# READING PASSAGE
* * * * * * * * *

Ceramic and bronze vessels of enormous size, beauty, and technical complexity abounded. The Shang Dynasty already had a spectacular material culture, including what many consider the most beautiful bronze vessels of all time. Zhou produced ones even larger, if not more beautiful. Residue analysis confirms that these held meat, alcoholic beverages, and grains. This analysis confirms at least some of the traditional Chinese claims about which type of vessel held which food. Vessels were used in banqueting (Falkenhausen 1999), and some at least saw long use before being buried with their lordly user; residues attest this. So they were not purely ritual (Li Feng 2008). One small bronze piece, now in San Francisco’s Asian Art Museum, was cast at the orders of one Ran in honor of a victory by the Duke of Zhou, brother of the Zhou founder and regent for the founder’s son and successor in the latter’s youth (personal observation, helped by Berger 1994: 86 and pers. comm. of November 17, 2012). Ran paid a hundred strings of cowries for the work, showing that bronze vessels were rather routine and cheap items at the time. The duke later became enshrined as Confucius’s ideal ruler, held to be perfect at moral administration. Having an actual item from his time that commemorates a battle described in early histories is truly a miracle.
A huge bone workshop turned up near the old capital, Feng-Hao: “tens of thousands of kilograms” of bone were found, “including bones of horses, pigs, dogs, deer, elephants, and tigers” and “more than 4,000 cow skeletons” (Lu Liancheng and Yan 2002: 186). Most of these would have been recycled from food waste, though probably not the tigers.
Li Feng’s brilliant study Landscape and Power in Early China (2006) notes the advantages of the Wei River valley: closed and hard to enter, difficult to supply, and poorly connected to the rest of China. It is, however, surprisingly vulnerable to conquest from the north, because its major tributaries provide routes—challenging but not impassable for early armies—from the fairly fertile and easily held plateau country there. Central Asian regimes thus naturally tried to conquer and hold these plateaus and use them as a platform from which to strike at the heart of China. The Xiongnu were to master this strategy. Already, Western Zhou were having to fight off attackers from that direction and later found the task insupportable. The Western Zhou capital was ideal site for farming and communication, but the conquest routes from the north point like arrows at its heart. After a final epochal conquest, Zhou moved the capital east, becoming (naturally) Eastern Zhou.
This vast and open corridor to Central Asia has been greatly misunderstood and its importance underestimated. States like the Xiongnu are routinely called nomadic without any awareness that they controlled vast areas of rich and fertile (if often very dry) agricultural land just north of the Wei valley and that they could and did use this area as a platform for both the logistics and the actual routing of invasions.

* * * * * * * * *

# DIRECTIVES
a: According to the passage on Zhou China, how much did Ran pay for the small bronze piece honoring the Duke of Zhou?
b: From the passage on Zhou China, set down word for word the stretch from "A huge bone" through "not the tigers.".

# DATA LINES
* * * * * * * * *

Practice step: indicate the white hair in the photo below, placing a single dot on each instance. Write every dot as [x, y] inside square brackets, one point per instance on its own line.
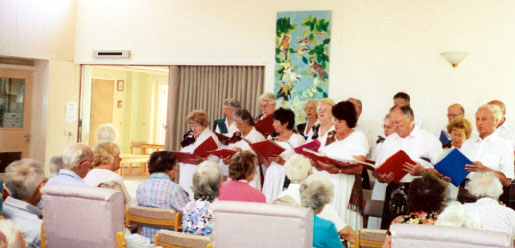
[23, 178]
[75, 154]
[484, 185]
[494, 109]
[13, 236]
[297, 168]
[456, 215]
[316, 191]
[206, 181]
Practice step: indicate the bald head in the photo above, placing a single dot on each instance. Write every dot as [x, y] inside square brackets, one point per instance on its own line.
[502, 106]
[454, 111]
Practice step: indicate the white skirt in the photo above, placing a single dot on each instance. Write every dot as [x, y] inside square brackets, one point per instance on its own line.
[274, 181]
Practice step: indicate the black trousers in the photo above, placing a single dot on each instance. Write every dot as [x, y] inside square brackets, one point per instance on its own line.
[395, 203]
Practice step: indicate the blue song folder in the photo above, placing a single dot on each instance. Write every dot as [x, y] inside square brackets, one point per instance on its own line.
[452, 164]
[444, 138]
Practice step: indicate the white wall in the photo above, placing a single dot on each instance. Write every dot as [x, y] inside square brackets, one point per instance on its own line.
[377, 48]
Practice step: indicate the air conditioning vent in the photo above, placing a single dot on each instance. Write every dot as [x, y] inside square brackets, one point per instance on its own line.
[123, 54]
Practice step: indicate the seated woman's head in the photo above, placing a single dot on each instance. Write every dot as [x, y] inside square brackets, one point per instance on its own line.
[164, 162]
[284, 119]
[297, 168]
[243, 166]
[206, 181]
[460, 130]
[483, 185]
[107, 153]
[427, 194]
[315, 192]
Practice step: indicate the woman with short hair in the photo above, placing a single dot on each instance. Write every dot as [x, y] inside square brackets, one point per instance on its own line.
[346, 144]
[315, 192]
[197, 216]
[106, 161]
[200, 132]
[242, 170]
[284, 122]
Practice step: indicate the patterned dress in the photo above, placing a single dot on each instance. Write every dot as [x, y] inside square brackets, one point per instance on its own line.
[197, 218]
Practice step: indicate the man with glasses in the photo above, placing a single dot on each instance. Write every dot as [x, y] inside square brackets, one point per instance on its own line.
[422, 147]
[77, 159]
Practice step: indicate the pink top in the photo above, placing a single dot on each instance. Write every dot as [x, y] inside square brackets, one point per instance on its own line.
[233, 190]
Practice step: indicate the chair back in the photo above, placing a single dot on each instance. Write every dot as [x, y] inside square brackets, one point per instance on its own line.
[171, 239]
[405, 235]
[246, 224]
[167, 218]
[80, 216]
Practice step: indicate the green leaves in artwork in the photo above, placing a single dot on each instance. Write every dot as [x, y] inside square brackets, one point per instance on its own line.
[284, 26]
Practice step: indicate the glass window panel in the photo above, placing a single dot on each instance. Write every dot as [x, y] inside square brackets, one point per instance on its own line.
[12, 92]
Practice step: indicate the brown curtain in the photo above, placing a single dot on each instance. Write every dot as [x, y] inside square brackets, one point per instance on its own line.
[206, 87]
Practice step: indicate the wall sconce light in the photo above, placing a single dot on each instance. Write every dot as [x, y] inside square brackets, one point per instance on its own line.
[454, 58]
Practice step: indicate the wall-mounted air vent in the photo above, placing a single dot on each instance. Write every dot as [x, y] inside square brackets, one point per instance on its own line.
[122, 54]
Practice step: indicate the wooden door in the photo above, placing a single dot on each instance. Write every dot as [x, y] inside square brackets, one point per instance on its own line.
[102, 97]
[15, 113]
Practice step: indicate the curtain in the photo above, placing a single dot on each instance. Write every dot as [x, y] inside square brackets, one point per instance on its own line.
[206, 87]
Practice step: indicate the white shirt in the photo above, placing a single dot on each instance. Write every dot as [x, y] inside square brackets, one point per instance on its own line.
[507, 131]
[231, 129]
[328, 212]
[492, 151]
[418, 144]
[494, 217]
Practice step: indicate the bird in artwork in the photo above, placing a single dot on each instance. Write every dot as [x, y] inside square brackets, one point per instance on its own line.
[317, 68]
[284, 91]
[285, 45]
[288, 74]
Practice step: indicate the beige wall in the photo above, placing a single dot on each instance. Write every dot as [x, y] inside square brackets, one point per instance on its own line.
[377, 47]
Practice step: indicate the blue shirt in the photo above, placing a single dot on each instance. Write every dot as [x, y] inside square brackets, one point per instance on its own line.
[66, 177]
[26, 217]
[325, 234]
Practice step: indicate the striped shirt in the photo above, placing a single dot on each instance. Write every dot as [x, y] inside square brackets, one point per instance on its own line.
[160, 192]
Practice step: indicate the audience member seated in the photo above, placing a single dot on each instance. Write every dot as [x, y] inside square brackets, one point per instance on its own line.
[24, 179]
[132, 240]
[299, 168]
[10, 236]
[159, 191]
[197, 216]
[77, 159]
[56, 164]
[315, 192]
[456, 215]
[106, 162]
[426, 197]
[242, 169]
[487, 188]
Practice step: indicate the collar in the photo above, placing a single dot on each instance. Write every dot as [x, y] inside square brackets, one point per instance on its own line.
[70, 173]
[159, 175]
[23, 206]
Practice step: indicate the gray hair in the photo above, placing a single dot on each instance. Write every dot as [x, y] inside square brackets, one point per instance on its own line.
[206, 181]
[286, 201]
[267, 96]
[232, 102]
[494, 109]
[315, 192]
[484, 185]
[56, 163]
[13, 236]
[456, 215]
[297, 168]
[74, 154]
[23, 178]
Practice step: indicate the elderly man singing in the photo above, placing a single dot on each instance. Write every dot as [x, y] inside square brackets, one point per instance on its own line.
[24, 179]
[420, 145]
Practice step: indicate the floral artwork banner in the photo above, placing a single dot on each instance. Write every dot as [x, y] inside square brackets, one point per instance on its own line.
[301, 58]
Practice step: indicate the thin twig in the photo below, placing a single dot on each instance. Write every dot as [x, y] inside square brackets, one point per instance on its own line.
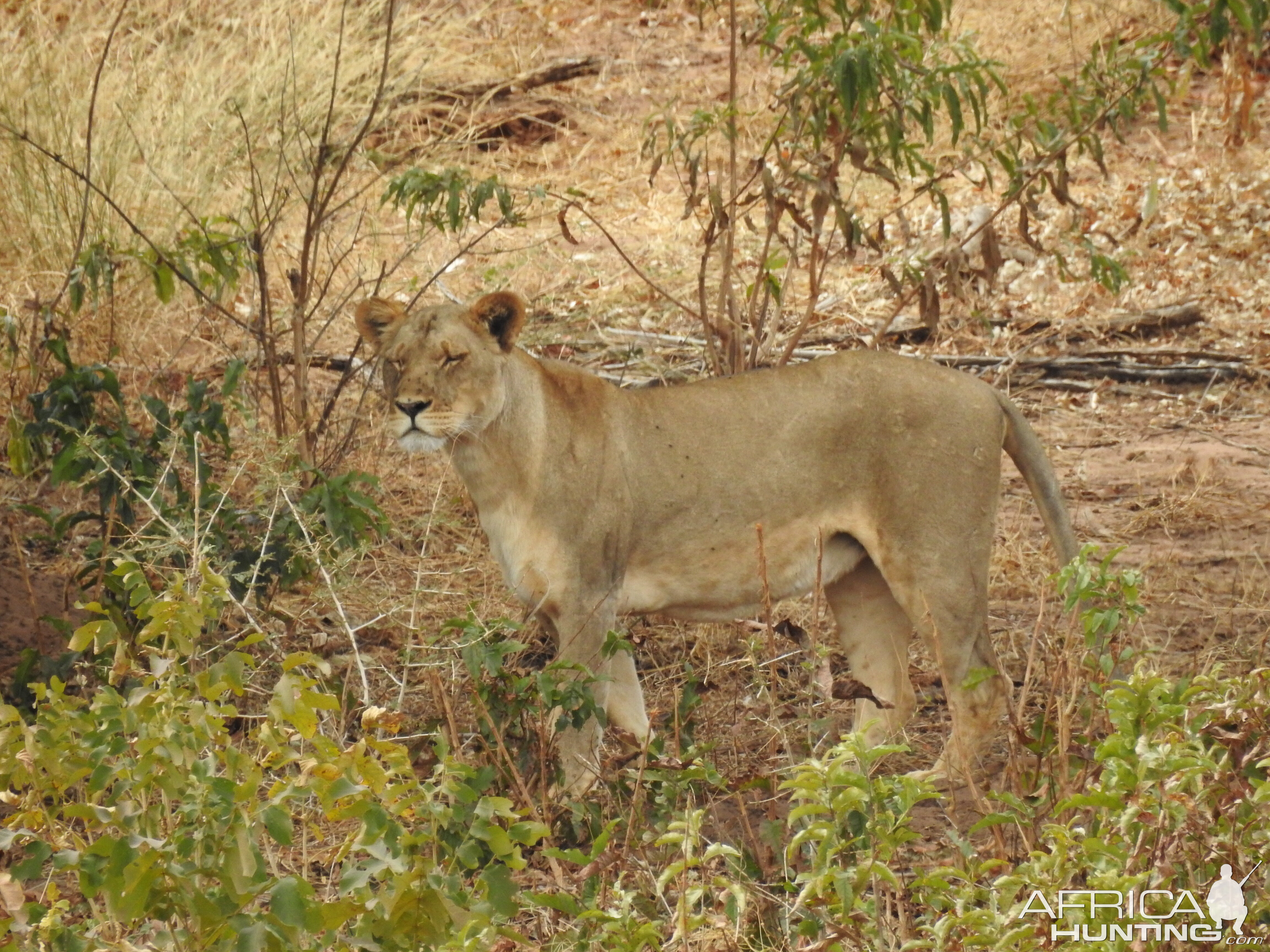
[88, 157]
[340, 606]
[641, 275]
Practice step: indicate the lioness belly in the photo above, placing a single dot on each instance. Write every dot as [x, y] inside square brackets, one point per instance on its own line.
[724, 581]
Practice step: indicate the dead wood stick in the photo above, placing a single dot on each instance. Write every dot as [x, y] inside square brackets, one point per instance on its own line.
[558, 72]
[1158, 319]
[1201, 370]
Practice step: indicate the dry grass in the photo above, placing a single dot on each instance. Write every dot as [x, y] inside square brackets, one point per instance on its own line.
[173, 70]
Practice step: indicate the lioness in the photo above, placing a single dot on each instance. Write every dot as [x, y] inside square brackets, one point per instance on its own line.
[602, 502]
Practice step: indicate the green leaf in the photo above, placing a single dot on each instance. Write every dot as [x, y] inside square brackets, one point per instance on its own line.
[279, 823]
[166, 282]
[501, 890]
[289, 900]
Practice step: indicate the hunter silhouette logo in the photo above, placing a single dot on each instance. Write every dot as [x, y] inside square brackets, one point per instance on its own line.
[1142, 916]
[1226, 899]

* * * * * * * * *

# THE ANSWERS
a: A hundred strings of cowries.

b:
A huge bone workshop turned up near the old capital, Feng-Hao: “tens of thousands of kilograms” of bone were found, “including bones of horses, pigs, dogs, deer, elephants, and tigers” and “more than 4,000 cow skeletons” (Lu Liancheng and Yan 2002: 186). Most of these would have been recycled from food waste, though probably not the tigers.